> Consegne
a) Secondo Niccolò, nel brano sulla leadership, che cosa distingue il boss dal leader?
b) Elenca tutte le persone chiamate per nome nel brano sulla leadership.
c) Prosegui il brano sulla leadership dopo l'ultima frase pronunciata da Niccolò.

---------- Brano estratto ----------

Un ricercatore al servizio.

«La leadership è la capacità di trasmettere un’idea di cambiamento», continua Erik. «Questa capacità implica che ci siano dei follower che scelgano di mettersi al servizio, e quindi che contribuiscano all’idea del leader. Il leader però non è solo questo, è anche un ricercatore. Leader è colui che riesce ad individuare i punti di forza nell’altro e, conscio dei propri limiti, riconosce la possibilità di essere aiutato dagli altri nel raggiungimento del suo obiettivo, ovvero in un progetto che vada a beneficio della comunità. Non si tratta di “sfruttare” i punti di forza dell’altro, ma innanzitutto di individuarli nelle altre persone e incoraggiarle a svilupparli.» 

Condivido l’uso dell’espressione “scelgano” perché rivela un particolare atteggiamento del leader a cui non siamo troppo abituati: la scelta di servire un’idea. Inoltre, mi ritrovo nel pensiero di Erik nell’idea di leader come ricercatore. Essere leader in fondo è anche questo: scovare il potenziale delle persone con cui si lavora e fare in modo che venga sviluppato e impiegato a beneficio della collettività. 

Una domanda piccante.

A questo punto è il momento di Domiziana, del primo anno: 

«Da quel che ho capito dal vostro discorso, Niccolò e Erik, leader è la persona che vede delle potenzialità nelle altre persone e che le aiuta a svilupparle in modo da migliorare, attraverso il progetto, il mondo e la società in cui si vive. Ma quindi: leader e follower hanno la stessa importanza?» 

Ancor prima della domanda, mi incuriosisce il modo, più o meno consapevole, con cui Domiziana ha posto il suo interrogativo, senza cercare lo scontro, ma con il desiderio di aggiungere carne al fuoco per il bene della discussione, alimentandola, rendendola più interessante, in perfetto stile LEADit. 

Comunemente, saremmo portati a pensare al leader come la persona più importante in una relazione di leadership: leader è colui che salva la situazione, che conosce la direzione, che ha le risposte. Quanti articoli, quanti corsi in cui ci viene trasmesso questa idea riduttiva della leadership. Penso a tutte quelle aziende che dedicano ore ai corsi sulla leadership “a tappeto”, con il rischio che poi, alla fine, alla domanda di Domiziana la risposta sia un secco “no”. Essere leader non è un traguardo in una corsa che stabilisce chi viene primo e chi viene secondo, ma un punto di partenza di un processo di cambiamento, una maratona senza fine.  La vera leadership non ha nulla a che vedere con i certificati e i diplomi. Essere leader è un percorso molto più lungo di un seminario di una settimana e ha a che fare con la propria identità.  

Niccolò si sente chiamato simpaticamente in causa da Domiziana: 

«Certo, hanno pari importanza. Secondo me è questo che differenzia il boss dal leader. Il boss si impone come capo, al di sopra dei suoi collaboratori, il leader invece si pone sullo stesso piano dei follower: agisce, mostra la strada.»

---------- Dati di partenza ----------

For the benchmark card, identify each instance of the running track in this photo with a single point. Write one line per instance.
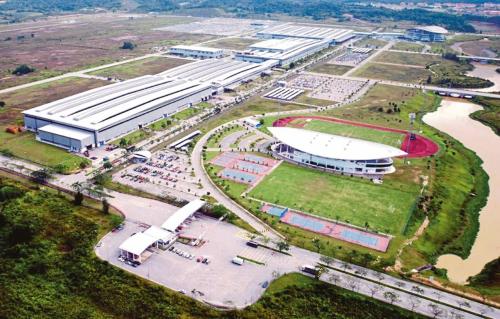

----------

> Risposte ai compiti
a) Il boss si impone come capo al di sopra dei collaboratori, mentre il leader si pone sullo stesso piano dei follower.

b) Erik, Domiziana, Niccolò

c)
Rifletto sulla risposta di Niccolò che rischia di confondersi tra i tanti stereotipi diffusi dai presunti guru della leadership. Penso alle vignette nei social che contrappongono il boss che dall’alto ordina ai collaboratori-schiavi di trainare una pesante pietra con l’immagine del leader che invece si trova in prima posizione a tirare lui stesso il masso insieme agli altri. Questa contrapposizione è qualcosa di ormai scontato, sentita in tanti seminari, che tuttavia non mi convince fino in fondo. 

Niccolò continua: 

«Tuttavia il leader non ordina agli altri di fare qualcosa, piuttosto dà l’opportunità agli altri di fare quella cosa. Se il follower riconosce il valore della visione da raggiungere, allora sceglierà di mettersi in gioco.»

Ora il dibattito si fa interessante allontanandosi dagli schemi comuni. Il leader offre l’opportunità di fare qualcosa, opportunità che può essere anche rifiutata dal follower. Avrei dell’altro da aggiungere alla risposta di Niccolò, ma non faccio a tempo a prendere parola che c’è Isabella ad intervenire. In LEADIt bisogna essere veloci e pronti a fare “pop”, e questo vale anche per il facilitatore! 

«Anche perché senza follower non c’è leader! E’ la conditio sine qua non.»

I ragazzi del secondo anno sembrano scatenati.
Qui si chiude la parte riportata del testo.